→ **YOUR TASK**: Put into a JSON list of strings, one per line and omitting blank lines, the lines of the records that begin at the line containing "Existence query — does this image feature any woman's hand?" and continue through the line containing "left=47, top=373, right=81, bottom=411", both included, and no other lines.
— START STORED DATA —
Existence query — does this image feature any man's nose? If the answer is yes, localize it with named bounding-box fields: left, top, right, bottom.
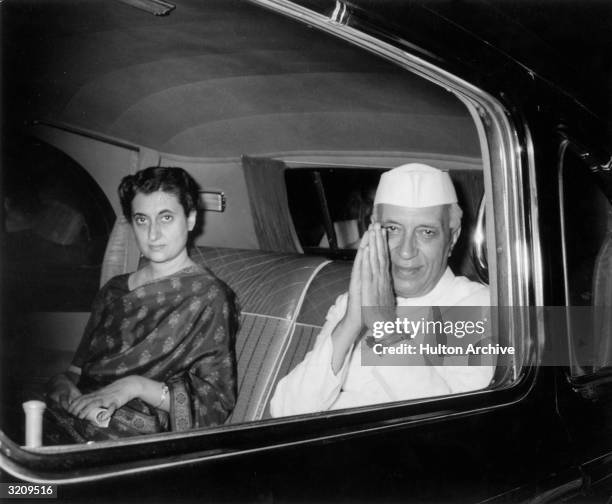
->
left=149, top=221, right=160, bottom=241
left=400, top=233, right=418, bottom=259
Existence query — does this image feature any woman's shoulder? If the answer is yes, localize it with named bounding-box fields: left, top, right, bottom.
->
left=99, top=273, right=130, bottom=292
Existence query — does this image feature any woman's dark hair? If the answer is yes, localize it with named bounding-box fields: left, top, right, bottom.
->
left=119, top=166, right=199, bottom=221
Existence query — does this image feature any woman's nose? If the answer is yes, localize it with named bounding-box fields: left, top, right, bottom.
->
left=149, top=222, right=159, bottom=241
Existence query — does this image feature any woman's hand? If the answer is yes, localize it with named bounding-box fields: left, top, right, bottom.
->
left=68, top=376, right=142, bottom=420
left=47, top=373, right=81, bottom=411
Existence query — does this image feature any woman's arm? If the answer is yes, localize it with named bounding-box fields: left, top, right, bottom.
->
left=47, top=371, right=81, bottom=410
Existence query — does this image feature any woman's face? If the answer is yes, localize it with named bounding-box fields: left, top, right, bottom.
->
left=132, top=191, right=196, bottom=263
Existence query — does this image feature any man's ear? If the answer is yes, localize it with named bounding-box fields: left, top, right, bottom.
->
left=187, top=210, right=198, bottom=231
left=448, top=226, right=461, bottom=257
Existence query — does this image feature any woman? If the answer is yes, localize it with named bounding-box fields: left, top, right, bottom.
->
left=46, top=167, right=237, bottom=442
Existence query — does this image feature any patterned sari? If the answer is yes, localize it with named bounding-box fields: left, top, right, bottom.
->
left=45, top=266, right=238, bottom=442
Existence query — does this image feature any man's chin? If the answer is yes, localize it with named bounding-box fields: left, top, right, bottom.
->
left=393, top=276, right=428, bottom=298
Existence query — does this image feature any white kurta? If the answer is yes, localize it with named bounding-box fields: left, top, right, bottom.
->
left=270, top=268, right=494, bottom=417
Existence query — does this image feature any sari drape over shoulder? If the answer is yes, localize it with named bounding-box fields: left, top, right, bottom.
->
left=46, top=266, right=238, bottom=441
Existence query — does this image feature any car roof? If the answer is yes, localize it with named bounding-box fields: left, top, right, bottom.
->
left=2, top=0, right=480, bottom=158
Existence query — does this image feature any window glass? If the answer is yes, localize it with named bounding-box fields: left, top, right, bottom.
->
left=561, top=150, right=612, bottom=376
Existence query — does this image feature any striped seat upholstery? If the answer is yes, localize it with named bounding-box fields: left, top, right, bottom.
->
left=191, top=248, right=329, bottom=423
left=264, top=262, right=352, bottom=418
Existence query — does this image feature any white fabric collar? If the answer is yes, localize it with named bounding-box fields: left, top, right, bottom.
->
left=397, top=266, right=455, bottom=306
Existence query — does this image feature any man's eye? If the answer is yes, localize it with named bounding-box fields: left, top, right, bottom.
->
left=421, top=229, right=437, bottom=238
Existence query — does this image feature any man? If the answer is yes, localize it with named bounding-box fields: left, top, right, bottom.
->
left=271, top=163, right=493, bottom=416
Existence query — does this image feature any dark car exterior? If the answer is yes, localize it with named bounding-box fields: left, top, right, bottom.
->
left=0, top=0, right=612, bottom=502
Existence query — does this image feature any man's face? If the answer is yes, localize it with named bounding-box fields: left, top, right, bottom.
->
left=376, top=203, right=459, bottom=298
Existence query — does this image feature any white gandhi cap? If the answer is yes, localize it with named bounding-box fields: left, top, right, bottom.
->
left=374, top=163, right=457, bottom=208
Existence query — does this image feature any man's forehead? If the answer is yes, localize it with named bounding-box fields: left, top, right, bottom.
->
left=375, top=203, right=449, bottom=225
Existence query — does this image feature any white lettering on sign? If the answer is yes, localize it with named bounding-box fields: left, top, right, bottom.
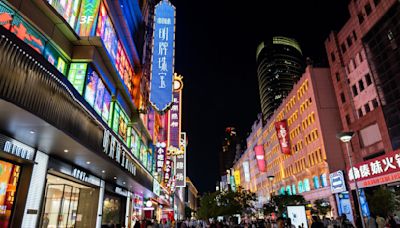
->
left=103, top=130, right=136, bottom=175
left=3, top=141, right=34, bottom=160
left=72, top=168, right=89, bottom=182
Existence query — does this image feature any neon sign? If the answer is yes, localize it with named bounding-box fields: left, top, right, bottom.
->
left=150, top=0, right=175, bottom=112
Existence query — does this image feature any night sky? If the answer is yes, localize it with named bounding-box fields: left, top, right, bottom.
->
left=170, top=0, right=349, bottom=193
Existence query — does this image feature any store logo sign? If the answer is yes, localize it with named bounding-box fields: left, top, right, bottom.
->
left=72, top=168, right=89, bottom=182
left=103, top=130, right=136, bottom=176
left=3, top=141, right=35, bottom=160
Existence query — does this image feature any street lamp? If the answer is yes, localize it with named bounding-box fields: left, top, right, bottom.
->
left=336, top=131, right=365, bottom=228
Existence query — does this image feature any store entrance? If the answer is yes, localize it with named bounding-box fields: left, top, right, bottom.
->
left=41, top=174, right=99, bottom=227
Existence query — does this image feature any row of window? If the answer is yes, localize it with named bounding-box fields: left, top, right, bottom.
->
left=279, top=174, right=328, bottom=195
left=285, top=96, right=296, bottom=113
left=357, top=98, right=379, bottom=118
left=357, top=0, right=381, bottom=25
left=351, top=73, right=372, bottom=97
left=297, top=80, right=308, bottom=100
left=300, top=97, right=312, bottom=114
left=305, top=129, right=319, bottom=145
left=287, top=110, right=299, bottom=126
left=292, top=140, right=303, bottom=154
left=301, top=112, right=315, bottom=131
left=289, top=124, right=300, bottom=140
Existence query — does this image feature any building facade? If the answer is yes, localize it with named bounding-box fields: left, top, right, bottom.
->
left=0, top=0, right=178, bottom=227
left=325, top=0, right=394, bottom=165
left=234, top=66, right=344, bottom=215
left=256, top=36, right=305, bottom=122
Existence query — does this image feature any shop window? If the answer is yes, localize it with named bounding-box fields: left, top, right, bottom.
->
left=365, top=73, right=372, bottom=86
left=364, top=103, right=371, bottom=113
left=313, top=176, right=320, bottom=189
left=351, top=85, right=358, bottom=97
left=303, top=178, right=311, bottom=192
left=358, top=108, right=363, bottom=118
left=340, top=93, right=346, bottom=103
left=340, top=43, right=347, bottom=54
left=364, top=3, right=372, bottom=16
left=358, top=79, right=364, bottom=93
left=372, top=99, right=379, bottom=109
left=346, top=36, right=353, bottom=47
left=358, top=12, right=364, bottom=25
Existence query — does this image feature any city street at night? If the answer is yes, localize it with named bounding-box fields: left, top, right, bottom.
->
left=0, top=0, right=400, bottom=228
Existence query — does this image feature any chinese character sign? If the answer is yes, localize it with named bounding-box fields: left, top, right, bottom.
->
left=168, top=91, right=182, bottom=148
left=175, top=132, right=186, bottom=187
left=254, top=145, right=265, bottom=172
left=275, top=120, right=290, bottom=155
left=156, top=142, right=167, bottom=174
left=348, top=150, right=400, bottom=181
left=150, top=0, right=175, bottom=112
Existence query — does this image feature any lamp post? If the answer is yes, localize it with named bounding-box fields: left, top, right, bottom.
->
left=336, top=131, right=365, bottom=228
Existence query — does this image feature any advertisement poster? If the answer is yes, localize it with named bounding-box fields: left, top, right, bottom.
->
left=275, top=120, right=291, bottom=155
left=254, top=145, right=265, bottom=172
left=150, top=1, right=175, bottom=112
left=287, top=206, right=308, bottom=228
left=84, top=67, right=99, bottom=107
left=0, top=161, right=20, bottom=228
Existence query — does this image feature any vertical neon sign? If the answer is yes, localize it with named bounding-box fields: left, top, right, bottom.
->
left=150, top=0, right=175, bottom=112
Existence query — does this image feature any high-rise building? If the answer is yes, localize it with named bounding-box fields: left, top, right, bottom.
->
left=256, top=36, right=305, bottom=122
left=219, top=127, right=239, bottom=175
left=233, top=66, right=344, bottom=214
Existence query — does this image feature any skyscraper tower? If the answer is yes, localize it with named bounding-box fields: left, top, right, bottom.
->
left=256, top=36, right=305, bottom=122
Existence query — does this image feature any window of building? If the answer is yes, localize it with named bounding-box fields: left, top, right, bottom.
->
left=358, top=12, right=364, bottom=25
left=364, top=3, right=372, bottom=16
left=347, top=36, right=353, bottom=47
left=365, top=73, right=372, bottom=86
left=340, top=43, right=346, bottom=53
left=364, top=103, right=371, bottom=113
left=372, top=99, right=379, bottom=109
left=331, top=52, right=336, bottom=62
left=340, top=93, right=346, bottom=103
left=358, top=79, right=364, bottom=92
left=346, top=114, right=351, bottom=125
left=351, top=85, right=358, bottom=97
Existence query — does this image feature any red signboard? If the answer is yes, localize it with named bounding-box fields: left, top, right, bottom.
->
left=275, top=120, right=291, bottom=154
left=347, top=150, right=400, bottom=182
left=254, top=145, right=265, bottom=172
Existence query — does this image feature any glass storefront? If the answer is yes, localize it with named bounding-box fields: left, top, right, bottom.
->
left=41, top=174, right=99, bottom=228
left=0, top=160, right=21, bottom=228
left=101, top=193, right=126, bottom=228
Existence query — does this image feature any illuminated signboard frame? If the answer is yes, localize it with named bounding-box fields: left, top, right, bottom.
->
left=150, top=0, right=175, bottom=112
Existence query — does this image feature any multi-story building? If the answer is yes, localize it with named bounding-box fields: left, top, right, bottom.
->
left=219, top=127, right=240, bottom=176
left=325, top=0, right=395, bottom=165
left=234, top=66, right=344, bottom=214
left=256, top=36, right=305, bottom=122
left=0, top=0, right=173, bottom=227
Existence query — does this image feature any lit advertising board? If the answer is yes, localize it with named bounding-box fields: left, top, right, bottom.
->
left=254, top=145, right=265, bottom=172
left=329, top=170, right=346, bottom=193
left=150, top=0, right=175, bottom=112
left=287, top=206, right=308, bottom=228
left=75, top=0, right=100, bottom=36
left=348, top=150, right=400, bottom=187
left=243, top=161, right=250, bottom=182
left=275, top=120, right=291, bottom=155
left=68, top=63, right=87, bottom=94
left=47, top=0, right=81, bottom=28
left=175, top=132, right=186, bottom=187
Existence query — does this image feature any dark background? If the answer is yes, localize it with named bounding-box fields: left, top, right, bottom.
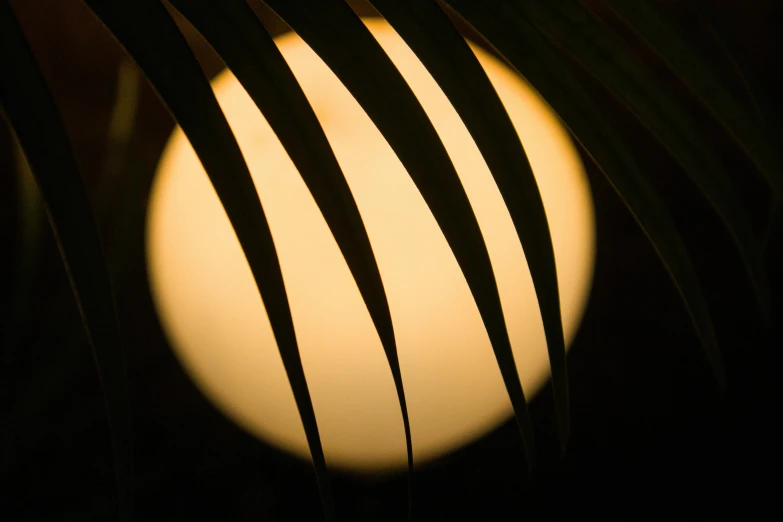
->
left=0, top=0, right=783, bottom=521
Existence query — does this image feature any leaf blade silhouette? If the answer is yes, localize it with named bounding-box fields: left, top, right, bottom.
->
left=0, top=2, right=133, bottom=522
left=83, top=0, right=336, bottom=521
left=504, top=0, right=770, bottom=316
left=444, top=0, right=726, bottom=387
left=170, top=0, right=413, bottom=508
left=264, top=0, right=534, bottom=471
left=370, top=0, right=569, bottom=450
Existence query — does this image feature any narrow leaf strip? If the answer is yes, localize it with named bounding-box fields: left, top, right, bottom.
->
left=171, top=0, right=413, bottom=508
left=265, top=0, right=533, bottom=469
left=370, top=0, right=569, bottom=450
left=516, top=0, right=770, bottom=315
left=0, top=2, right=133, bottom=522
left=608, top=0, right=783, bottom=197
left=446, top=0, right=725, bottom=387
left=79, top=0, right=335, bottom=521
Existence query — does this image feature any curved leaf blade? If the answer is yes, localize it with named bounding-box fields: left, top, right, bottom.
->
left=504, top=0, right=770, bottom=316
left=607, top=0, right=783, bottom=198
left=0, top=2, right=133, bottom=521
left=370, top=0, right=569, bottom=451
left=265, top=0, right=534, bottom=471
left=78, top=0, right=335, bottom=520
left=170, top=0, right=413, bottom=506
left=446, top=0, right=726, bottom=388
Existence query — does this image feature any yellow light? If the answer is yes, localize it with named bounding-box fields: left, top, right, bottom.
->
left=147, top=19, right=594, bottom=470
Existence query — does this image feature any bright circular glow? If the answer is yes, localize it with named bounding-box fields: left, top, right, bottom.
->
left=147, top=19, right=594, bottom=471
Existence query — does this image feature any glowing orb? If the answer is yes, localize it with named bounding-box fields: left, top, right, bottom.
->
left=147, top=19, right=594, bottom=470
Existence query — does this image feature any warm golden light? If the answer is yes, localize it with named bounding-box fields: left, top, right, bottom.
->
left=147, top=20, right=594, bottom=470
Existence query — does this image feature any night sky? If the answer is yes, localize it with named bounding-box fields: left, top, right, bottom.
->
left=0, top=0, right=783, bottom=521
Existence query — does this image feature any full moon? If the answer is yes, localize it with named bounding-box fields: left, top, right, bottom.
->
left=146, top=19, right=595, bottom=472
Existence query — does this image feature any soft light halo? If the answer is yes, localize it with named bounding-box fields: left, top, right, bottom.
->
left=147, top=19, right=595, bottom=471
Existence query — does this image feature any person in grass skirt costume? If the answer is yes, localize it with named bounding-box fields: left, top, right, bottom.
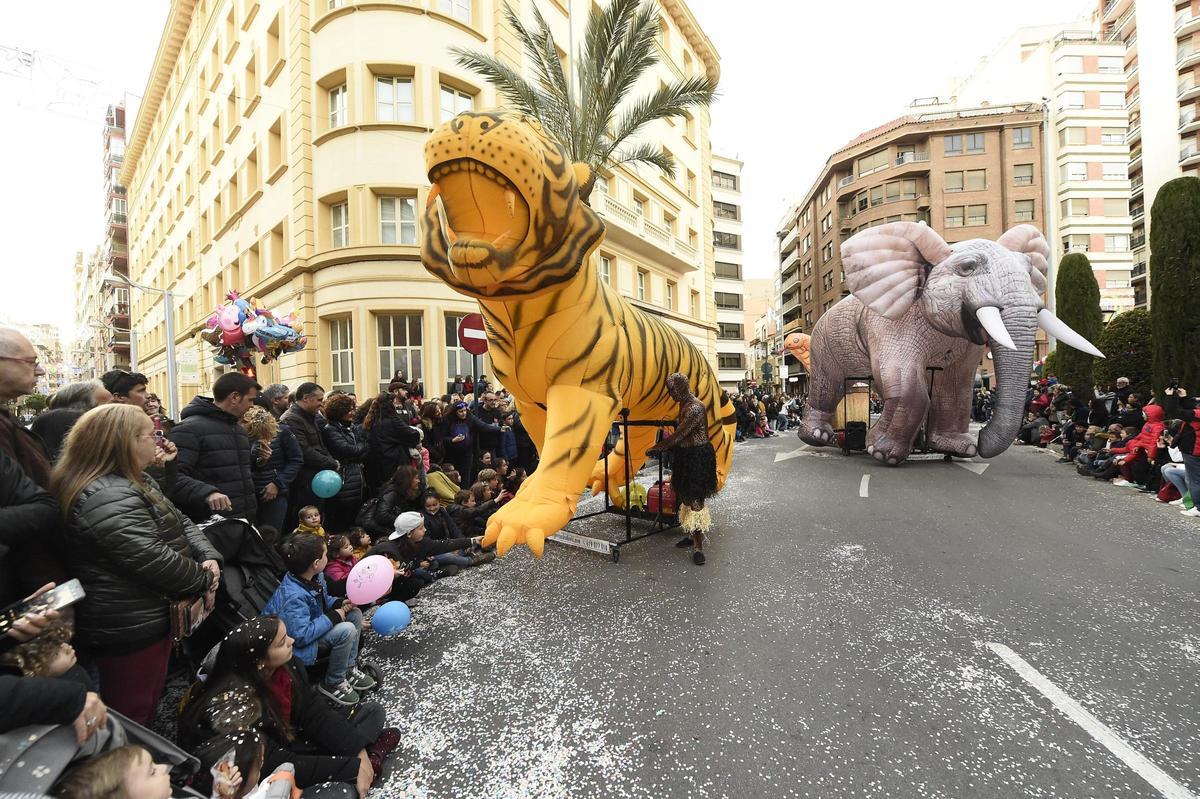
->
left=649, top=372, right=716, bottom=566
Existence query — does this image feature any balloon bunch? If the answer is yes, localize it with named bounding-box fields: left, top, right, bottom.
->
left=200, top=292, right=308, bottom=370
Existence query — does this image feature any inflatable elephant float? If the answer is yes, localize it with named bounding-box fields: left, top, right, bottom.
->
left=799, top=222, right=1103, bottom=465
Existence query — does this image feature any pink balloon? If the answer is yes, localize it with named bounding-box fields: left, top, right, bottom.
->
left=346, top=555, right=395, bottom=605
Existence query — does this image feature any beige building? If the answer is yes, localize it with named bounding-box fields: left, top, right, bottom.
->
left=950, top=20, right=1134, bottom=316
left=778, top=103, right=1045, bottom=381
left=1096, top=0, right=1200, bottom=307
left=120, top=0, right=719, bottom=404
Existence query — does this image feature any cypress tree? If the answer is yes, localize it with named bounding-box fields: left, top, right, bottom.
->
left=1092, top=308, right=1152, bottom=398
left=1054, top=252, right=1104, bottom=394
left=1150, top=178, right=1200, bottom=392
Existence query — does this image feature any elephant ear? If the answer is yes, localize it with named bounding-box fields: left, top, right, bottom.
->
left=841, top=222, right=950, bottom=319
left=996, top=224, right=1050, bottom=294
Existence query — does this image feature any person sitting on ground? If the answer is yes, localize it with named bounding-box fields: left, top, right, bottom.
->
left=325, top=535, right=359, bottom=596
left=293, top=505, right=325, bottom=537
left=263, top=533, right=376, bottom=705
left=179, top=611, right=400, bottom=797
left=446, top=486, right=496, bottom=537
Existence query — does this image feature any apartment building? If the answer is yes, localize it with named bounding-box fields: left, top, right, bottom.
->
left=121, top=0, right=719, bottom=401
left=952, top=20, right=1134, bottom=317
left=778, top=103, right=1045, bottom=377
left=712, top=155, right=752, bottom=389
left=1096, top=0, right=1200, bottom=307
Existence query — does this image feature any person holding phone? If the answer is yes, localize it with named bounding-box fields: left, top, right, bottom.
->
left=50, top=404, right=221, bottom=725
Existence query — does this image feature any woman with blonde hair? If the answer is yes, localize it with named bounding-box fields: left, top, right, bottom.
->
left=50, top=404, right=221, bottom=725
left=241, top=405, right=304, bottom=533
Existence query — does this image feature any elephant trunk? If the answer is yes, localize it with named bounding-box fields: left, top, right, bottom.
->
left=979, top=306, right=1038, bottom=458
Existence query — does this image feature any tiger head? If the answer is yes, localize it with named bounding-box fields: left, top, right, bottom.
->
left=421, top=110, right=604, bottom=299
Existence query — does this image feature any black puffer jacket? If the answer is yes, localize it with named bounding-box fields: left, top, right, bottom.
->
left=320, top=421, right=370, bottom=501
left=66, top=474, right=221, bottom=655
left=170, top=397, right=258, bottom=524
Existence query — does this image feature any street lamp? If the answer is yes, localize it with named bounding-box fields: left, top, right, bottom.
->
left=103, top=275, right=179, bottom=419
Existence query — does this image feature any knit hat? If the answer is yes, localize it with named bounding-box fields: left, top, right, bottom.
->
left=388, top=511, right=425, bottom=540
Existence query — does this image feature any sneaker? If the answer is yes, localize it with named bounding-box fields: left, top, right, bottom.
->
left=346, top=666, right=378, bottom=691
left=317, top=680, right=359, bottom=707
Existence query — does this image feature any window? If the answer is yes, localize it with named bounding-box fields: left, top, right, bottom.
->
left=1062, top=161, right=1087, bottom=180
left=1058, top=91, right=1084, bottom=108
left=713, top=230, right=742, bottom=250
left=715, top=260, right=742, bottom=281
left=713, top=292, right=742, bottom=311
left=376, top=76, right=415, bottom=122
left=442, top=84, right=475, bottom=122
left=379, top=197, right=416, bottom=244
left=1104, top=197, right=1129, bottom=216
left=858, top=150, right=888, bottom=178
left=716, top=353, right=742, bottom=370
left=1100, top=91, right=1124, bottom=108
left=716, top=322, right=742, bottom=341
left=713, top=200, right=738, bottom=220
left=438, top=0, right=470, bottom=25
left=329, top=83, right=346, bottom=127
left=713, top=169, right=738, bottom=192
left=446, top=313, right=475, bottom=383
left=329, top=317, right=354, bottom=391
left=376, top=313, right=429, bottom=391
left=329, top=203, right=350, bottom=247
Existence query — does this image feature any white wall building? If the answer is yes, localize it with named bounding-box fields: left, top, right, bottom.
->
left=713, top=154, right=750, bottom=389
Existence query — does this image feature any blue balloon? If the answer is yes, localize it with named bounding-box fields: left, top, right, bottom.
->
left=312, top=469, right=342, bottom=499
left=371, top=602, right=413, bottom=636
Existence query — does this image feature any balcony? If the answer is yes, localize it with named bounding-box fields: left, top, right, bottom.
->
left=595, top=194, right=700, bottom=274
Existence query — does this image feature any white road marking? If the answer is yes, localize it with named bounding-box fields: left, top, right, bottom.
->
left=986, top=642, right=1196, bottom=799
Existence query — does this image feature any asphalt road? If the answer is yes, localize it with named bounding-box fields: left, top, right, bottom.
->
left=367, top=435, right=1200, bottom=799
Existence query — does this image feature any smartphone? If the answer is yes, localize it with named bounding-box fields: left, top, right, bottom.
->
left=0, top=579, right=86, bottom=635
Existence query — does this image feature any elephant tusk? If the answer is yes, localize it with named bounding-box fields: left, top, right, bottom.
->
left=976, top=305, right=1016, bottom=349
left=1038, top=308, right=1104, bottom=358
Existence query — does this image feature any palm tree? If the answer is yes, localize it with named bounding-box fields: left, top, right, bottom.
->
left=451, top=0, right=716, bottom=202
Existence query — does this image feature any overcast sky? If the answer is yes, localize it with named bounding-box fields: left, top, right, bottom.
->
left=0, top=0, right=1096, bottom=336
— END STORED DATA —
→ **WRITTEN ANSWER**:
[
  "Existence query — does this image feature any woman's hand? If the answer is yes, localize it with named bounding-box fields: left, top, right, bottom.",
  "->",
  "left=68, top=376, right=142, bottom=420",
  "left=47, top=373, right=81, bottom=411"
]